▶ _The task_
Range to reproduce from the entries below: the line with "outstretched leg in", the line with "Note to the class: find each instance of the player's hand", and every line in between. Give them exactly and give nothing else.

▶ _Dataset records_
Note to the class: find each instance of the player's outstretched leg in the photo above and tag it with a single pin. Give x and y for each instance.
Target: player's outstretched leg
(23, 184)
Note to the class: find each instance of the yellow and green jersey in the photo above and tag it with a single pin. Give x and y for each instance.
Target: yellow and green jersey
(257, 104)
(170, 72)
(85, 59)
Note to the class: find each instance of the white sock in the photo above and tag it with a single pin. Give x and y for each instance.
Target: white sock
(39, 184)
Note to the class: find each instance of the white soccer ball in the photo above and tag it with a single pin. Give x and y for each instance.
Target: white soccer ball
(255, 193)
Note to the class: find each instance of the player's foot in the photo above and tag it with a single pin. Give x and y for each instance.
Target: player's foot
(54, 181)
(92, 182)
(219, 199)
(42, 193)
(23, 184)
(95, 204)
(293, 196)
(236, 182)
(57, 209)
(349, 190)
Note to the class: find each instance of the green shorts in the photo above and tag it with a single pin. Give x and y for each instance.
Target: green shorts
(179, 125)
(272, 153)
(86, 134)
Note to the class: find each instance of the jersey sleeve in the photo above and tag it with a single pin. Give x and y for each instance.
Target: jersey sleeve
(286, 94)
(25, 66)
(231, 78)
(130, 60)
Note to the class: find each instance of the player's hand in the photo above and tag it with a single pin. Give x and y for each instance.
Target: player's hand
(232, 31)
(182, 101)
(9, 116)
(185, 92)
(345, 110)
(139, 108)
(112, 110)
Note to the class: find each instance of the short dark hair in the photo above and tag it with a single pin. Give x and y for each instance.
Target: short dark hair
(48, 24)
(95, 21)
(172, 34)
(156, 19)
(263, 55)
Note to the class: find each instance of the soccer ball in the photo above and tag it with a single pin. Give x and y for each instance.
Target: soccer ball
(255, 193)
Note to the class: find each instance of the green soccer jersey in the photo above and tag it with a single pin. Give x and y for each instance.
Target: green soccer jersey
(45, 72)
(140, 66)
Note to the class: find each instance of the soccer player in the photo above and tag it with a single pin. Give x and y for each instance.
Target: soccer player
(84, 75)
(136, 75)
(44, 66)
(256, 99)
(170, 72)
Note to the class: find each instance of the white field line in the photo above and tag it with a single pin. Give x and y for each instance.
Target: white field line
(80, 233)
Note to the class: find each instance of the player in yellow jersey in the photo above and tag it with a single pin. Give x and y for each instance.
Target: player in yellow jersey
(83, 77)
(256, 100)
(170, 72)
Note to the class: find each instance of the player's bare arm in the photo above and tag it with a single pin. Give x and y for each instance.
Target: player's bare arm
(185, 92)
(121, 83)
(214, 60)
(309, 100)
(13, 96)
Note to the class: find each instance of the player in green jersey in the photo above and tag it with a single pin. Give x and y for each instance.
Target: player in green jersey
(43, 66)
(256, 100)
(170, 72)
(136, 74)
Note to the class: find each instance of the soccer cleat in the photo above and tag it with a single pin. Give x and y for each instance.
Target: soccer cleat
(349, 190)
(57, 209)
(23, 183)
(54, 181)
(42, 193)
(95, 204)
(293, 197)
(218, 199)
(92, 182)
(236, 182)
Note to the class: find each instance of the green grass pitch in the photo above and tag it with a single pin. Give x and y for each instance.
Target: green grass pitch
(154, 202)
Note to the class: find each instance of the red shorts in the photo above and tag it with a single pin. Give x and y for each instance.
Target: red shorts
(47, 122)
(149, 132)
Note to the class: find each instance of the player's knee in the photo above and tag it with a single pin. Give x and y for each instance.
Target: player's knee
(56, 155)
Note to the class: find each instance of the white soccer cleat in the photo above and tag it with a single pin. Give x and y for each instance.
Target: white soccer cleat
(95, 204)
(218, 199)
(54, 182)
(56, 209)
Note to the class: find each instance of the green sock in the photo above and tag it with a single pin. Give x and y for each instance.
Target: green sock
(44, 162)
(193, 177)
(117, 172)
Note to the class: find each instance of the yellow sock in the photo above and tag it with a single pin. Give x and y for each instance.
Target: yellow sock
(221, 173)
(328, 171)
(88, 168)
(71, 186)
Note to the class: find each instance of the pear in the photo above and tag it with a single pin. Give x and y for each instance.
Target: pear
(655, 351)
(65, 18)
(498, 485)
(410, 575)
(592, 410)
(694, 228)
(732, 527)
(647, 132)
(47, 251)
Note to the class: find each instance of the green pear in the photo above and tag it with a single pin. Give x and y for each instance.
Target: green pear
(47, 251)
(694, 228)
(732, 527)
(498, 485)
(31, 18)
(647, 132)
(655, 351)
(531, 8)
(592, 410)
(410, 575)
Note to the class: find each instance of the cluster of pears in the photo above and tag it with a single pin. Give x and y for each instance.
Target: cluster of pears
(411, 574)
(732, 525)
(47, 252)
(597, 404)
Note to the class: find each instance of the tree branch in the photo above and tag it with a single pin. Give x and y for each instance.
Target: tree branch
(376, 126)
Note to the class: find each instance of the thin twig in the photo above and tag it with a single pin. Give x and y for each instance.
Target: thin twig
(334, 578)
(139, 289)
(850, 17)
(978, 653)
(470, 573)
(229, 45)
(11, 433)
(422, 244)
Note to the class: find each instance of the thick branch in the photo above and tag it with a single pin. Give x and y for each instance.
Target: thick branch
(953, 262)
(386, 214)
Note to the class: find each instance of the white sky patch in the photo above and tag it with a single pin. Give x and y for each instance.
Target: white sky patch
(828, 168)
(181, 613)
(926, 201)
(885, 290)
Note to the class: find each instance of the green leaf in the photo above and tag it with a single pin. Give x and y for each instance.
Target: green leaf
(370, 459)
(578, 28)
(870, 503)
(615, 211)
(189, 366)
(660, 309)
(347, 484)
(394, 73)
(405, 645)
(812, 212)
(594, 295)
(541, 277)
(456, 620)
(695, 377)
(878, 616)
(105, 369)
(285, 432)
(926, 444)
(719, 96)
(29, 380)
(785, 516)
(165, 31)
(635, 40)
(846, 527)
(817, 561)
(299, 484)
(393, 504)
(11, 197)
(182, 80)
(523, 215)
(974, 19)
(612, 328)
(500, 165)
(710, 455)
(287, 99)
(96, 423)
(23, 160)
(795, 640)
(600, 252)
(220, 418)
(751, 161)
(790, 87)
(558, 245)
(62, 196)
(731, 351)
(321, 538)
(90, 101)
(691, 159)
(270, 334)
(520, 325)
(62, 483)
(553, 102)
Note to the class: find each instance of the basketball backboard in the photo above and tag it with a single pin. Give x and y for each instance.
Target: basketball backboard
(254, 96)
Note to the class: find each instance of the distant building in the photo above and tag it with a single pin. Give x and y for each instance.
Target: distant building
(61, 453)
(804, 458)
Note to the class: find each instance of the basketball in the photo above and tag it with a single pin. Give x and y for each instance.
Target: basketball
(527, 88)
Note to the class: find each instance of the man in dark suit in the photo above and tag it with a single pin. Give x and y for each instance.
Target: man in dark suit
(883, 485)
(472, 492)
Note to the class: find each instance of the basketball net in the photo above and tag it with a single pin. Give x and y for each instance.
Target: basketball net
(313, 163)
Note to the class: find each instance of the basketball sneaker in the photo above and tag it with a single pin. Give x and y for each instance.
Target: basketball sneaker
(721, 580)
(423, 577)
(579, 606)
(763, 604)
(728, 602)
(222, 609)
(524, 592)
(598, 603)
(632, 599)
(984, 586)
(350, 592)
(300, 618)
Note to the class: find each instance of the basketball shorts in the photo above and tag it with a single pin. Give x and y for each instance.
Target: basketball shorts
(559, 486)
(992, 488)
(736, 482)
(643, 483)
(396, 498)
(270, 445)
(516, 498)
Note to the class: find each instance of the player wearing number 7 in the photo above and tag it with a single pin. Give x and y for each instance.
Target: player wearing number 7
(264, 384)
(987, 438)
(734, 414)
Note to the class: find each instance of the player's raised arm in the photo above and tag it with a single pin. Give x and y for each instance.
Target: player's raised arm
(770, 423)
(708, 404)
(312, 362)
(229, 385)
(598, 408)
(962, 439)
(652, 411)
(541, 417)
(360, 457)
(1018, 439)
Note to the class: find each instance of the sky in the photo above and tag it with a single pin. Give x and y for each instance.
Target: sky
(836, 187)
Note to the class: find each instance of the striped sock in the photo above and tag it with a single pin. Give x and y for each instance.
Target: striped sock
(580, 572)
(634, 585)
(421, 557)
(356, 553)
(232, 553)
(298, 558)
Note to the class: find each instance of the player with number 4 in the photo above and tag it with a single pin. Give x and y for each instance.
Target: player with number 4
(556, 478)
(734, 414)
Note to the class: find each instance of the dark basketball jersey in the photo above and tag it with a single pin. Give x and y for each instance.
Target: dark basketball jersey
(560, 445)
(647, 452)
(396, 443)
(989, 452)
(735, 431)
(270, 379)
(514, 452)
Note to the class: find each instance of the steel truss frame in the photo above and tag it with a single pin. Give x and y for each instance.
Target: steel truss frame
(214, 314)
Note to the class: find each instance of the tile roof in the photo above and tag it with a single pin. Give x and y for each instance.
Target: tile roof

* * *

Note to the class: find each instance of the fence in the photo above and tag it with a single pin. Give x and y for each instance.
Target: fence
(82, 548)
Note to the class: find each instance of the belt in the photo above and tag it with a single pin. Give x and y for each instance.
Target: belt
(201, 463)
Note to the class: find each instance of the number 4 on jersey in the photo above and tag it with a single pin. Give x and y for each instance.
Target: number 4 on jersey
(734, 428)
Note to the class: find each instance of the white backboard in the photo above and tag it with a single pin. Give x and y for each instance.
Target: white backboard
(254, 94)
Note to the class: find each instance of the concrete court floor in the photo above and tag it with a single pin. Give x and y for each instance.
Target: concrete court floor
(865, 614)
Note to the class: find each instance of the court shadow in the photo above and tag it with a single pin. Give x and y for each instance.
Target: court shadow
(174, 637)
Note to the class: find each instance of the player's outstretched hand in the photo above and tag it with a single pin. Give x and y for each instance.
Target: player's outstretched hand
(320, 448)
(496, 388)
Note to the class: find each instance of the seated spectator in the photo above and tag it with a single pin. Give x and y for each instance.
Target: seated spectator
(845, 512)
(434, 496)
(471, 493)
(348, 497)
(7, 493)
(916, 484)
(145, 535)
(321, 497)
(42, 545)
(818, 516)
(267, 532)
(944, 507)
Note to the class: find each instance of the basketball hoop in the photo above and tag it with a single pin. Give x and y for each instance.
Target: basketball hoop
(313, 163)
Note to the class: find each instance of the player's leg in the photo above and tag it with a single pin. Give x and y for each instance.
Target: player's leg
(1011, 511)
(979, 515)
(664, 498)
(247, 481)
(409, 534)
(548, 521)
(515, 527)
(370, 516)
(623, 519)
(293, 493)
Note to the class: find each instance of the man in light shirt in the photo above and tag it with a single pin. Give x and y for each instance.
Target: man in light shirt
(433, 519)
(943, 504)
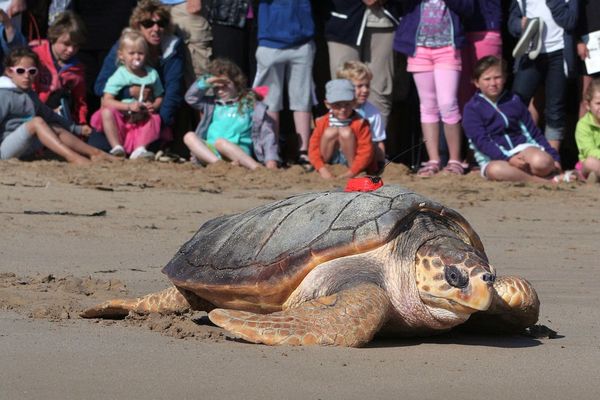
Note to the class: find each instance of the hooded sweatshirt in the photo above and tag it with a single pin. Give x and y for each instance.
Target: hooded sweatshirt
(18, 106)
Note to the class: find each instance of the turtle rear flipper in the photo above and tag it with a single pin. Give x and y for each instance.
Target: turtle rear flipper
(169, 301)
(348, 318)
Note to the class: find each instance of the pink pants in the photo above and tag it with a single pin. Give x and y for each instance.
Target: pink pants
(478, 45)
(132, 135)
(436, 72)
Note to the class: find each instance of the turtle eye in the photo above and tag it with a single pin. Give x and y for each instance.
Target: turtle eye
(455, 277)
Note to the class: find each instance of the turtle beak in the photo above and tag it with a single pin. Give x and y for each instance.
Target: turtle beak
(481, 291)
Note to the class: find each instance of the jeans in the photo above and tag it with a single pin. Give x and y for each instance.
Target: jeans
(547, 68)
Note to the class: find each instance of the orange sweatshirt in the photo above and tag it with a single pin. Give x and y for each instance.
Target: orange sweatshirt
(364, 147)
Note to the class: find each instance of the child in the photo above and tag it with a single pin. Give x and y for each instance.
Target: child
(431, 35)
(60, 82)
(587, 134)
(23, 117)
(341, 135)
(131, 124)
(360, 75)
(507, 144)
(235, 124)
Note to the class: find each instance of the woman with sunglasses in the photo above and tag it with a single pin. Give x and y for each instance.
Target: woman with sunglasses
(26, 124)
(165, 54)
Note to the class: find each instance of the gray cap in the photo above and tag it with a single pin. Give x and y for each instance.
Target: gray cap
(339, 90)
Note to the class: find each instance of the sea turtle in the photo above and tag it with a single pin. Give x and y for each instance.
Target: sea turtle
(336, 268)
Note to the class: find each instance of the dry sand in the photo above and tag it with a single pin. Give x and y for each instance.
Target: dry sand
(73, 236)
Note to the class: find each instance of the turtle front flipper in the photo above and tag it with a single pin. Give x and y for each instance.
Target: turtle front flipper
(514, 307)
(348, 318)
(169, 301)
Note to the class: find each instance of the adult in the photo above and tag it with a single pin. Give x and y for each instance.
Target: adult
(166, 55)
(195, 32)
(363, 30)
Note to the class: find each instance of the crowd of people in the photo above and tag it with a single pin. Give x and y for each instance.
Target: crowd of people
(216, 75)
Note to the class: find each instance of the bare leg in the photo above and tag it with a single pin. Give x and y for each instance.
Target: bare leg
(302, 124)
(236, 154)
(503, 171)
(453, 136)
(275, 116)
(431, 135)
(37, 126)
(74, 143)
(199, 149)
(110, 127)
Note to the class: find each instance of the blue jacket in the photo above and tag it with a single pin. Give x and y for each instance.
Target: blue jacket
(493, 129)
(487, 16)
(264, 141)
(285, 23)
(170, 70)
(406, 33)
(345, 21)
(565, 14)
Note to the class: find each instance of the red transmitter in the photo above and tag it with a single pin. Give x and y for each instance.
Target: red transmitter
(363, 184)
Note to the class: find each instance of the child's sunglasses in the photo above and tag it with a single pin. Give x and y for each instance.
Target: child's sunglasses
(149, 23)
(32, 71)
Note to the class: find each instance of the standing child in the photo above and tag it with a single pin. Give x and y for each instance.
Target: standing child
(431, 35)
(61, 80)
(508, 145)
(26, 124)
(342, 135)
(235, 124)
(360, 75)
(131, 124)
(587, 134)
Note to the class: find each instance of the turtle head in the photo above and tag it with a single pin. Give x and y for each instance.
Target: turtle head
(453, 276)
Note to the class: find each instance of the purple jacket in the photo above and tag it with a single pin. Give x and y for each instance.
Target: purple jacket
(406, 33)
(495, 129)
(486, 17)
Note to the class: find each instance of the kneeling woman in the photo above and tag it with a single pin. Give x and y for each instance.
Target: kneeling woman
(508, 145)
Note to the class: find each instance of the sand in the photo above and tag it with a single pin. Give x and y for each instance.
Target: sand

▶ _Exercise solution_
Note to the class: find each instance of the player's outstretched leg in the photo above and tag it with a single pin. Give x and y for each instance.
Target: player's outstretched leg
(23, 184)
Note to the class: find each instance of the yellow and green jersey in the photo above and tag it with a single pin. Give x and y for each instance.
Target: yellow and green jersey
(257, 104)
(170, 72)
(85, 59)
Note to the class: find each instance of the white sock in the photo above and tag it with a single pin. Give x and y for each instance.
Target: white sock
(39, 184)
Note to the class: find each instance of the white soccer ball in the photo above and tag it with a single pin. Give x and y for each instance.
Target: white soccer ball
(255, 193)
Note to the class: find each instance of the player's foot in the photo above and tag it with a single pin. Give x and y for each instance.
Target: player's foot
(54, 181)
(92, 182)
(219, 199)
(42, 193)
(23, 184)
(95, 204)
(293, 196)
(236, 182)
(57, 209)
(349, 190)
Note to the class: find each instance of the green shorts in the photo above and tag it with a single pin. Give x and y for each instance.
Target: green shorts
(179, 125)
(272, 153)
(86, 134)
Note to the class: find each instance of the jersey sleeve in the photo above and tag it with a single pin. Give x and y for each instance.
Target: jersey sleeve
(286, 94)
(25, 66)
(231, 78)
(130, 60)
Note to the class: find each instance of the player's hand in the photo above and tag it with a single pin. Give x and y for each instance.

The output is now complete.